Reproduce the listing below without any change.

------------

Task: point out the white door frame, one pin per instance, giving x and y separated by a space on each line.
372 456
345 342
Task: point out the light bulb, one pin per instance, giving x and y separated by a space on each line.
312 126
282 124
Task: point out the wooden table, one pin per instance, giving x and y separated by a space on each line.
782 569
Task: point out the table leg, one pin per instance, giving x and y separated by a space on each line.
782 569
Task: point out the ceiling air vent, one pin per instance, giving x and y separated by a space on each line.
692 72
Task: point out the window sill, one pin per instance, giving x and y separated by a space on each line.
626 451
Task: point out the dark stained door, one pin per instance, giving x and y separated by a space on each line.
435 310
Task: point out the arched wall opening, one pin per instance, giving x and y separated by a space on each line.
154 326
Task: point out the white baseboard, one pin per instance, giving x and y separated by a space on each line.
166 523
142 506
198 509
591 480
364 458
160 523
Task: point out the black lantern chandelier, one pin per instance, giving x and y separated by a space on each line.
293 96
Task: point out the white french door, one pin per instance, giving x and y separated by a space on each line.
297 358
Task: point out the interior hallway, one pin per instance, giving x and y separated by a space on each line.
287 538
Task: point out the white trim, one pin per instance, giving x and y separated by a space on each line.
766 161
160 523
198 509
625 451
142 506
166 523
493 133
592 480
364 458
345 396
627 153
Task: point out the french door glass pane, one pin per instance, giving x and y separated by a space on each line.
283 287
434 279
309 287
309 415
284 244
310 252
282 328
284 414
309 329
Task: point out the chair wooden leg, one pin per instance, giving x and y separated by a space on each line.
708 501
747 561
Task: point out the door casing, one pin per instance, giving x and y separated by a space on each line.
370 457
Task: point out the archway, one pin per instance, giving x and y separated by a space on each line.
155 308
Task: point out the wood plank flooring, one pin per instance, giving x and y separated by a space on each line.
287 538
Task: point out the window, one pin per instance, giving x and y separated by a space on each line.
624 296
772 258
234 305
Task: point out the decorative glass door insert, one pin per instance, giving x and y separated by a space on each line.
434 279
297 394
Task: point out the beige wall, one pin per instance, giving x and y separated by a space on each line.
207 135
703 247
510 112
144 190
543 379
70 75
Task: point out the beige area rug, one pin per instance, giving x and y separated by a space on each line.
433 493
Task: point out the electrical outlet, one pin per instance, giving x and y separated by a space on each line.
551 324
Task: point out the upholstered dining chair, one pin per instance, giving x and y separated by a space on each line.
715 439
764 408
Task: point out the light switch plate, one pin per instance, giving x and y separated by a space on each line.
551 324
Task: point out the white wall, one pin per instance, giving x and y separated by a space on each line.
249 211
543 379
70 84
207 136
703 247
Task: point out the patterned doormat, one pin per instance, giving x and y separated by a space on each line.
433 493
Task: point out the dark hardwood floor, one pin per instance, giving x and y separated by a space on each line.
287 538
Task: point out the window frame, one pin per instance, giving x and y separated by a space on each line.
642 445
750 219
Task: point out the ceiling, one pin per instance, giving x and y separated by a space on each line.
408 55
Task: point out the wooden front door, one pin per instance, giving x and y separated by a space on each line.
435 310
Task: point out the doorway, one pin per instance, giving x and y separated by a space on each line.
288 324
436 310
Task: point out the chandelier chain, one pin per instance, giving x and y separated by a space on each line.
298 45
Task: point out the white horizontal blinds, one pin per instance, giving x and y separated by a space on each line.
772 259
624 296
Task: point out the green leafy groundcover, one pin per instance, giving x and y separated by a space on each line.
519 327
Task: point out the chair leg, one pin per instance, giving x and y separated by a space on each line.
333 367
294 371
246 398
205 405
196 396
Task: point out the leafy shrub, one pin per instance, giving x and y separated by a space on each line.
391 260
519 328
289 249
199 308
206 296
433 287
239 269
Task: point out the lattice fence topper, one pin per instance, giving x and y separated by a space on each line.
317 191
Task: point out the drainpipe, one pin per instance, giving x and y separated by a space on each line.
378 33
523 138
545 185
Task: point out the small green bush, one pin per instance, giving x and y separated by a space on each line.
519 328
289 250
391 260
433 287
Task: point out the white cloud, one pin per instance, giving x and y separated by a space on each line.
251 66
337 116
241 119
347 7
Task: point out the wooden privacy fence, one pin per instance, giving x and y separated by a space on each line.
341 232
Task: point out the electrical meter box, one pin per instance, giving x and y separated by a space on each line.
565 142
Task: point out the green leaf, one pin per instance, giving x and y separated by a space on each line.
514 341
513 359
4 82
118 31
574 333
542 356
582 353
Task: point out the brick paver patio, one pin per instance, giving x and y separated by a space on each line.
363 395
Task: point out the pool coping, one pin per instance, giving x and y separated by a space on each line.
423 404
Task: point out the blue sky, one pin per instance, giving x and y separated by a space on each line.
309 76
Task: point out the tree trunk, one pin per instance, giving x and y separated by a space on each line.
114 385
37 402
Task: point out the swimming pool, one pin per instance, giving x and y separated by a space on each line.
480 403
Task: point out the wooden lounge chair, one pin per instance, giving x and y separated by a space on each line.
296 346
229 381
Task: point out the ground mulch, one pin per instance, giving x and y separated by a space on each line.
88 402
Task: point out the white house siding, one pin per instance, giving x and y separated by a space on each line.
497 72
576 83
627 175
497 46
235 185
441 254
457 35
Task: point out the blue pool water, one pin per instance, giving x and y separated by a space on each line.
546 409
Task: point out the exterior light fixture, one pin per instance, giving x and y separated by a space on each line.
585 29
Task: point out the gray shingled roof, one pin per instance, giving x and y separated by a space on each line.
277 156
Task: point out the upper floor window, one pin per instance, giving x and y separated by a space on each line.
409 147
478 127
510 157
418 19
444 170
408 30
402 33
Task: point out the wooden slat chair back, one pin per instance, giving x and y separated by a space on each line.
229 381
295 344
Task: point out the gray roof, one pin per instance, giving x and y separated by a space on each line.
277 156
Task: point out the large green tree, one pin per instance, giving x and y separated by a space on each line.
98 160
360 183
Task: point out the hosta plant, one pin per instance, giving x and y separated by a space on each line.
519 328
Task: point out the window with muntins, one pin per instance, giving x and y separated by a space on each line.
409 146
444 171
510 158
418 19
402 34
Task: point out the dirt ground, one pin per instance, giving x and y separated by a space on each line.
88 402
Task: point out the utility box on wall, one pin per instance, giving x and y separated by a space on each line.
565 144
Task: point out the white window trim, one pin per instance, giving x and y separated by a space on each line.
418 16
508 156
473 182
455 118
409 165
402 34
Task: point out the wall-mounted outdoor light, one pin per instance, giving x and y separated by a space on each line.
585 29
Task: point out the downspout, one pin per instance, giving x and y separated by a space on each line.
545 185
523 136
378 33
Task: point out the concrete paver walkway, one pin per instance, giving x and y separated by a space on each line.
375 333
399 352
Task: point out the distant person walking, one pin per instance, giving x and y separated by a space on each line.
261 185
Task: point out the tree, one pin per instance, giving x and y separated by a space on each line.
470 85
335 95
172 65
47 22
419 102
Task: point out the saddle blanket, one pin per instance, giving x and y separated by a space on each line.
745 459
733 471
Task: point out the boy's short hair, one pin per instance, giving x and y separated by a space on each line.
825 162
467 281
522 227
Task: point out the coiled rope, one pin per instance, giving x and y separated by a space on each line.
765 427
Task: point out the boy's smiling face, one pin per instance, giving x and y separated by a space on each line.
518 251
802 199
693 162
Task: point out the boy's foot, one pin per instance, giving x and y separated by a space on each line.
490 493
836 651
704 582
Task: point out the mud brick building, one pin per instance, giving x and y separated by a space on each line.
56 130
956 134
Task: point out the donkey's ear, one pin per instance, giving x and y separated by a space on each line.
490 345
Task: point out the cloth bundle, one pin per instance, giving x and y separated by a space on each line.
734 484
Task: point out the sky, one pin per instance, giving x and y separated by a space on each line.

------------

▶ [Answer for this exercise]
Task: point out the white door frame, one pin per instance, giving x and y separated by a space on each line.
372 456
345 342
Task: point out the light bulb, one pin per instance, giving x and y separated by a space on each line.
312 126
282 124
Task: point out the wooden table, one pin per instance, giving x and y separated by a space on each line.
782 569
Task: point out the table leg, one pin per instance, giving x and y separated by a space on each line.
782 569
Task: point out the ceiling air vent, one pin per instance, giving x and y separated by a space on each line.
692 72
Task: point out the window sill, one pin per instance, giving x and y separated by a space on each line.
626 451
Task: point out the dark stained door, one pin per instance, giving x and y separated by a space on each line.
435 310
Task: point out the arched wall opening, one pin per instance, giving x and y separated by a space on each line.
154 326
Task: point out the white baseboard, one pin per instance, giving x and y separated by a space on each line.
166 523
142 506
198 509
591 480
364 458
160 523
Task: point out the black lantern chandelier, one pin per instance, giving x and y separated by a space on each line.
293 96
Task: point out the white french door, one pin per instance, giving x and y separated by a space on each line.
297 358
Task: point out the interior hallway, one pin per instance, giving x and y separated by a space on each line.
287 538
Task: point out the white trim, one pin per instance, giving x and y separated by a space on each line.
766 161
160 523
198 509
625 451
142 506
166 523
493 133
592 480
364 458
345 396
627 153
Task: point out the french door glass pane, one pin per instance, giving x and y separated by a space on each line.
283 287
434 279
309 287
309 415
284 244
310 252
282 328
284 414
309 329
Task: point out the chair wooden leg, one pin per instance, giving x and y separated by a space on each line.
708 501
747 561
Task: point out the door casing, one pin per instance, giving x and y separated by a space on each line.
370 457
Task: point out the archway, one pin per instance, giving x and y separated by a space on each line.
155 308
Task: point out the wood plank flooring, one pin per instance, giving x and y separated by a space on each line.
287 538
Task: point out the window, one pin per instance, giving x and y separated by a space on each line.
624 296
772 258
234 305
Task: point out the decorative glass door insert, one pin per instance, giving x and y separated by a space on each line.
434 279
297 394
Task: point out the beige wall, one pin per instance, giving x and y separated by a space on each line.
207 135
703 247
510 112
144 190
543 379
70 75
Task: point out the beige area rug, one pin per instance, giving x and y separated by a space on each line.
433 493
Task: point out the electrical outlet, one pin per instance, giving x and y separated by a space on each line.
551 324
Task: point out the upholstered dining chair, one pin per instance, giving x and y separated by a space on each line.
715 439
764 408
Task: point out the light switch plate, one pin per instance, giving x and y separated by a space on each line.
551 324
Task: point out the white wall, one pin per instance, giving x and y separated by a space on each line.
249 211
543 379
70 84
207 136
703 247
Task: point out the patterned doormat, one pin per instance, giving x and y separated by a space on each line.
433 493
Task: point out the dark hardwood floor, one pin per instance, giving x and y separated by a space on each line.
287 538
Task: point out the window frame, one pin per instance, giving x and y separated by a space on each line.
642 445
750 219
Task: point out the ceiling, one pin per instance, giving x and y separated by a space on each line.
408 55
Task: point out the wooden front door, one pin per instance, giving x and y separated by a space on each line.
435 310
Task: point out the doorway, one pin per instance, giving x and y separated by a space on each line.
288 324
436 310
Task: point out the chandelier chain, one pin per instance, giving x and y separated by a space on each line.
298 45
Task: point out the white horizontal blinds, one pin per instance, giving x and y separated by a space on each line.
772 259
624 296
Task: point out the green leafy groundcover, one pin per instance, giving x and y separated by a space on each line.
519 327
Task: point out the chair leg, one pin per instance, giving x and y separated by a space on each line.
333 367
294 371
246 398
205 405
196 396
Task: point out the leafy shrub, one pin per instance, giving x and y separated by a space on each line.
391 260
519 328
289 249
199 308
206 296
433 287
239 269
Task: point out the lattice fence topper, one pin per instance, giving x and y separated by a space on each line.
317 191
Task: point out the drainpipe, one pin per instance, giving x and y separated by a space on each line.
378 33
523 138
545 185
Task: point out the small green bush, one pin per instance, giving x and y separated by a space on each line.
519 328
289 250
391 260
433 287
Task: point out the white cloud, one pin per instance, giving x and y separated by a space on each line.
251 66
337 116
241 119
347 7
Task: point out the wooden privacy fence, one pin per instance, giving x and y separated by a space on each line.
341 232
Task: point out the electrical meter box, one pin per instance, giving x and y separated by a space on each line.
565 142
Task: point out the green leaf, one pin per instance, giving x and y separated by a space on each line.
514 341
513 359
4 82
118 31
574 333
542 356
582 353
Task: point out the brick paver patio, one pin per instance, giving x and y separated by a space on each line.
363 395
Task: point out the pool coping, one pin per instance, giving x and y separated by a space on each line.
423 404
Task: point out the blue sky, one pin per instance, giving x and y separated by a space on each line.
309 76
Task: point out the tree trunk, one pin per instance, giving x and y separated by a space on each line.
114 385
37 402
Task: point out the swimming pool, one pin per instance, giving x and y separated by a space on each line.
480 403
Task: point out the wooden lounge chair, one pin per instance, giving x and y separated by a space on each line.
296 346
229 381
Task: point out the ground mulch, one pin per instance, giving x and y separated by a space on each line.
88 402
Task: point out the white house siding, one pin per instance, giving x and y separated by a space on each line.
497 72
576 83
627 175
497 46
235 185
441 254
457 35
Task: point out the blue pool water, one pin per instance, giving x and y separated by a space on each line.
546 409
Task: point out the exterior light fixture, one pin per instance, giving x and y separated by a space on each line.
585 29
Task: point out the gray shingled roof, one pin per instance, giving x and y separated by a space on each line.
277 156
Task: point out the upper floor window, one pin per instance, giving x and y separated by a space on each line.
409 147
478 127
510 157
418 19
444 170
408 30
402 33
Task: point out the wooden slat chair back, one pin per instance, giving x and y separated by a space on each line.
229 381
295 344
Task: point out the gray roof, one pin per instance, giving x and y separated by a space on each line.
277 156
Task: point out the large green tree, one pin per instance, giving x and y separated by a space on each line.
98 160
360 183
Task: point out the hosta plant, one pin per instance, giving x and y separated by a space on each line.
519 328
Task: point out the window with muntins, one pin per instance, giving x and y separated by a space on each line.
409 146
444 171
510 158
418 19
402 34
Task: point out the dirt ground, one pin per instance, giving x and y separated by a space on each line.
88 402
Task: point out the utility box on wall, one pin per instance, giving x and y separated by a space on each line.
565 144
Task: point out the white window trim, one pin per instance, giving x and y separated by a space on each line.
418 16
508 156
473 182
455 118
409 165
402 34
Task: point out the wall-mounted outdoor light, one pin per instance, giving x and y separated by a space on each line.
585 29
Task: point out the downspout, one pin per instance, giving x and y separated by a space on each line.
545 185
523 136
378 33
Task: point out the concrete paver walkway, one pin per instance, giving x and y separated by a space on each line.
375 333
399 352
Task: point out the distant person walking, one pin per instance, giving x and y separated by a space on each line.
261 185
Task: point out the tree, one pin per instance, giving x and y separated by a space on each line.
470 85
335 95
172 65
47 22
419 102
Task: point out the saddle blanket, one pin per instance, giving x and y separated by a space on each line.
745 459
733 471
Task: point out the boy's short hair, one pin per instance, giving x and y separated by a space on each line.
825 162
467 281
522 227
Task: point out the coiled rope, one pin per instance, giving x and y separated by a space on each line.
765 427
Task: point out the boy's smiling face, one pin per instance, giving x and y separated by a space on each line.
518 251
802 199
693 162
Task: point out the boy's foot, one pin per instance, giving x and y separated by a space on each line.
490 493
836 651
704 582
Task: point out the mud brick building, one pin per instance, giving x and y separated by a space on each line.
56 130
956 134
Task: point out the donkey's ear, one pin per instance, giving x and y separated by a space on each line.
490 345
Task: point out the cloth bundle, one pin per instance, giving x and y separated by a space on each line.
734 484
Task: point out the sky, one pin per instance, giving x and y separated by a space on each line.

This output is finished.